▸ **What you should do**
According to the data types guide below, what metadata do you add to a LargeBinary field to make it a blob column?

▸ **Passage provided**
<<<<

Data Types¶

Lance uses Apache Arrow as its in-memory data format. This guide covers the supported data types with a focus on array types, which are essential for vector embeddings and machine learning applications.

Arrow Type System¶

Lance supports the full Apache Arrow type system. When writing data through Python (PyArrow) or Rust (arrow-rs), the Arrow types are automatically mapped to Lance's internal representation.

Primitive Types¶

Arrow Type	Description	Example Use Case
`Boolean`	True/false values	Flags, filters
`Int8`, `Int16`, `Int32`, `Int64`	Signed integers	IDs, counts
`UInt8`, `UInt16`, `UInt32`, `UInt64`	Unsigned integers	IDs, indices
`Float16`, `Float32`, `Float64`	Floating point numbers	Measurements, scores
`Decimal128`, `Decimal256`	Fixed-precision decimals	Financial data
`Date32`, `Date64`	Date values	Birth dates, event dates
`Time32`, `Time64`	Time values	Time of day
`Timestamp`	Date and time with timezone	Event timestamps
`Duration`	Time duration	Elapsed time

String and Binary Types¶

Arrow Type	Description	Example Use Case
`Utf8`	Variable-length UTF-8 string	Text, names
`LargeUtf8`	Large UTF-8 string (64-bit offsets)	Large documents
`Binary`	Variable-length binary data	Raw bytes
`LargeBinary`	Large binary data (64-bit offsets)	Large blobs
`FixedSizeBinary(n)`	Fixed-length binary data	UUIDs, hashes

Blob Type for Large Binary Objects¶

Lance provides a specialized Blob type for efficiently storing and retrieving very large binary objects such as videos, images, audio files, or other multimedia content. Unlike regular binary columns, blobs are stored out-of-line and support lazy loading, which means you can read portions of the data without loading everything into memory.

To create a blob column, add the lance-encoding:blob metadata to a LargeBinary field:

import pyarrow as pa
import lance

# Define schema with a blob column for videos
schema = pa.schema([
    pa.field("id", pa.int64()),
    pa.field("filename", pa.utf8()),
    pa.field("video", pa.large_binary(), metadata={"lance-encoding:blob": "true"}),
])

# Read video file
with open("sample_video.mp4", "rb") as f:
    video_data = f.read()

# Create and write dataset
table = pa.table({
    "id": [1],
    "filename": ["sample_video.mp4"],
    "video": [video_data],
}, schema=schema)

ds = lance.write_dataset(table, "./videos.lance", schema=schema)

To read blob data, use take_blobs() which returns file-like objects for lazy reading:

# Retrieve blob as a file-like object (lazy loading)

>>>>

▸ **Recorded information**
<<<<

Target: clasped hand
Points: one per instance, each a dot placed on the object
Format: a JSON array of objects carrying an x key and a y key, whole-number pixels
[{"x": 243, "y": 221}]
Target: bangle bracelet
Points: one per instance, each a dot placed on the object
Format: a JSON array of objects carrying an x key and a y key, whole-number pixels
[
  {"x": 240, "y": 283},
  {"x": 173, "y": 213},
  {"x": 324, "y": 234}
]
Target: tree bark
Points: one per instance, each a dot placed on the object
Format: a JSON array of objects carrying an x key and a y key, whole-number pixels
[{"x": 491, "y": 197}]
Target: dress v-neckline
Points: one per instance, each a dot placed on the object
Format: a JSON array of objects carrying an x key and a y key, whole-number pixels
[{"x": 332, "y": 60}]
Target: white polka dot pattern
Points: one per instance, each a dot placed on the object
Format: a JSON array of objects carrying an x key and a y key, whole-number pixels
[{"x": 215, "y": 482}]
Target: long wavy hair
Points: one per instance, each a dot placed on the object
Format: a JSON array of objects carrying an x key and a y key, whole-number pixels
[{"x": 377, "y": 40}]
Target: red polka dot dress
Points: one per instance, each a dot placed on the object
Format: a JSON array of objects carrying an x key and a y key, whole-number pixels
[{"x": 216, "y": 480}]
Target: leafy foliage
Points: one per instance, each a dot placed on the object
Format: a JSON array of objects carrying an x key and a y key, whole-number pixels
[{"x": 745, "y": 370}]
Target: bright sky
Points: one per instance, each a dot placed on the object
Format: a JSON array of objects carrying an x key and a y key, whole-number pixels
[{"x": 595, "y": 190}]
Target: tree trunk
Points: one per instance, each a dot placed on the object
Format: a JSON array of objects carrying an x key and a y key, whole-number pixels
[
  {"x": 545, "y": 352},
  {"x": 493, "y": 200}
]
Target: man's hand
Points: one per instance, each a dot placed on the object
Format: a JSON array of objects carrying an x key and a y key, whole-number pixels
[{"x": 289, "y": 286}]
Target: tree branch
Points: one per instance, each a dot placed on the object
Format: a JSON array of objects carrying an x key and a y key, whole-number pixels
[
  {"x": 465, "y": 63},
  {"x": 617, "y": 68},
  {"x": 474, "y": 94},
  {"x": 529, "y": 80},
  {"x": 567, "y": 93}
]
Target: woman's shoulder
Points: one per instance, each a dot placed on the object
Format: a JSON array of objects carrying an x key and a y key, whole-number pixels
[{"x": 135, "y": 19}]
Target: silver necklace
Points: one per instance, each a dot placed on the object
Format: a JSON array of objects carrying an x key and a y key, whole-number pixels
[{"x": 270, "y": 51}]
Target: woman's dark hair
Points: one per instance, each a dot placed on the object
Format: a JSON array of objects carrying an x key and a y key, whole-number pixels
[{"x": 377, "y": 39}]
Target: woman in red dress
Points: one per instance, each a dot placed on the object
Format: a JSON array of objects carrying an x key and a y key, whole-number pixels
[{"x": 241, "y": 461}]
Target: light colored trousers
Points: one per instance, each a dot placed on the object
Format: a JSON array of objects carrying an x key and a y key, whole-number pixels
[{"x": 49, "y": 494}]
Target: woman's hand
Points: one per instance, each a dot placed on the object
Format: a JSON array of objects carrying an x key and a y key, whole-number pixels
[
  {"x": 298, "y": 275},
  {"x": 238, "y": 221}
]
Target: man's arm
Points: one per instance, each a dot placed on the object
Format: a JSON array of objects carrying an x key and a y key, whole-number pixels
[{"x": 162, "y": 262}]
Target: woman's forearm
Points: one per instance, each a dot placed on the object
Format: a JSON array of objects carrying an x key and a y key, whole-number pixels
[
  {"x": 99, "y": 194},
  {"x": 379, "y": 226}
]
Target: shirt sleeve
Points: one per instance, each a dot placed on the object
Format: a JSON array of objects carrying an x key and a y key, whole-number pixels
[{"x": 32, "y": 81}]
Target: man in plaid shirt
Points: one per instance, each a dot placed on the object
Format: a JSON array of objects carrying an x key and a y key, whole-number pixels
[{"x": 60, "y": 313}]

>>>>

▸ **Exercise response**
The lance-encoding:blob metadata.